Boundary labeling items
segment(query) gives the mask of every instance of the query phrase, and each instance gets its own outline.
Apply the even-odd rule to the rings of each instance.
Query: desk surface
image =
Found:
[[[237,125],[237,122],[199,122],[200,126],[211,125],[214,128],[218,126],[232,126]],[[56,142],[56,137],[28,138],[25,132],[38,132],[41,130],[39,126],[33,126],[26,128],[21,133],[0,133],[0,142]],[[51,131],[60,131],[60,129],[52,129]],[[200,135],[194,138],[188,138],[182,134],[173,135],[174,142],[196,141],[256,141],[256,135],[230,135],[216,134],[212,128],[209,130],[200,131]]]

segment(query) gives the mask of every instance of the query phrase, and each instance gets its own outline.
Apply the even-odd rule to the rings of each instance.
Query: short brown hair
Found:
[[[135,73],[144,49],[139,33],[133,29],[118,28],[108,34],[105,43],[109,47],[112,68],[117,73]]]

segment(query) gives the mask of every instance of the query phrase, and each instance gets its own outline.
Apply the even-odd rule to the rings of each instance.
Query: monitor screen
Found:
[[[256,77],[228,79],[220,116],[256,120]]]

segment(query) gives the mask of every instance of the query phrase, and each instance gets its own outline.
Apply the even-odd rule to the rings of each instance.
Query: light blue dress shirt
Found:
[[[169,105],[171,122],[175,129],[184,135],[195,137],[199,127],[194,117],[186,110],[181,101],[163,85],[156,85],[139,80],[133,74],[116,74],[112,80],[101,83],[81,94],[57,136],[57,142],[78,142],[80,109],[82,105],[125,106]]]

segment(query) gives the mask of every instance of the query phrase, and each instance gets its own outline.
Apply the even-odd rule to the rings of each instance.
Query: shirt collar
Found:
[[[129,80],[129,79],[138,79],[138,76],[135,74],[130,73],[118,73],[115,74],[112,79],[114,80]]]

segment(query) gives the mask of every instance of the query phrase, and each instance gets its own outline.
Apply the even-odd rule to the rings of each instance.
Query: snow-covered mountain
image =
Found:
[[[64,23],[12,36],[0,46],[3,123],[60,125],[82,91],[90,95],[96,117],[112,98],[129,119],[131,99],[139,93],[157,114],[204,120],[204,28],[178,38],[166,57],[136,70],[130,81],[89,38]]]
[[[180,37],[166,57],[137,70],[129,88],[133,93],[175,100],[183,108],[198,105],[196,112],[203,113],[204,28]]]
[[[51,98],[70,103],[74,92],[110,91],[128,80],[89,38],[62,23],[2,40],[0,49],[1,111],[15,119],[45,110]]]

**Set exercise**.
Could you swap "outline" for "contour" in everything from the start of the lines down to the line containing "[[[256,77],[228,79],[220,116],[256,120]]]", and return that stretch with nothing else changed?

**Response to the task**.
segment(query) gives the mask of every instance of the query phrase, and each instance gets its own contour.
Apply the even-odd rule to the rings of each instance.
Query: desk surface
image =
Found:
[[[237,125],[237,122],[199,122],[200,126],[211,125],[214,128],[218,126],[232,126]],[[56,142],[56,137],[28,138],[25,132],[38,132],[41,130],[39,126],[33,126],[26,128],[21,133],[0,133],[0,142]],[[51,131],[60,131],[60,129],[52,129]],[[200,135],[194,138],[188,138],[182,134],[173,135],[174,142],[196,141],[256,141],[256,135],[230,135],[216,134],[212,128],[209,130],[200,131]]]

segment(query) gives the mask of every instance of the query phrase, and each instance gets its own contour.
Apply the even-odd rule to the rings of each instance.
Query: short brown hair
Found:
[[[135,73],[144,49],[139,33],[133,29],[118,28],[108,34],[105,43],[109,47],[112,68],[117,73]]]

segment(query) gives the mask of every instance of the query phrase, and each instance gets its own contour.
Apply the even-odd rule to the rings of each instance.
Query: monitor screen
Found:
[[[256,77],[228,79],[220,116],[256,120]]]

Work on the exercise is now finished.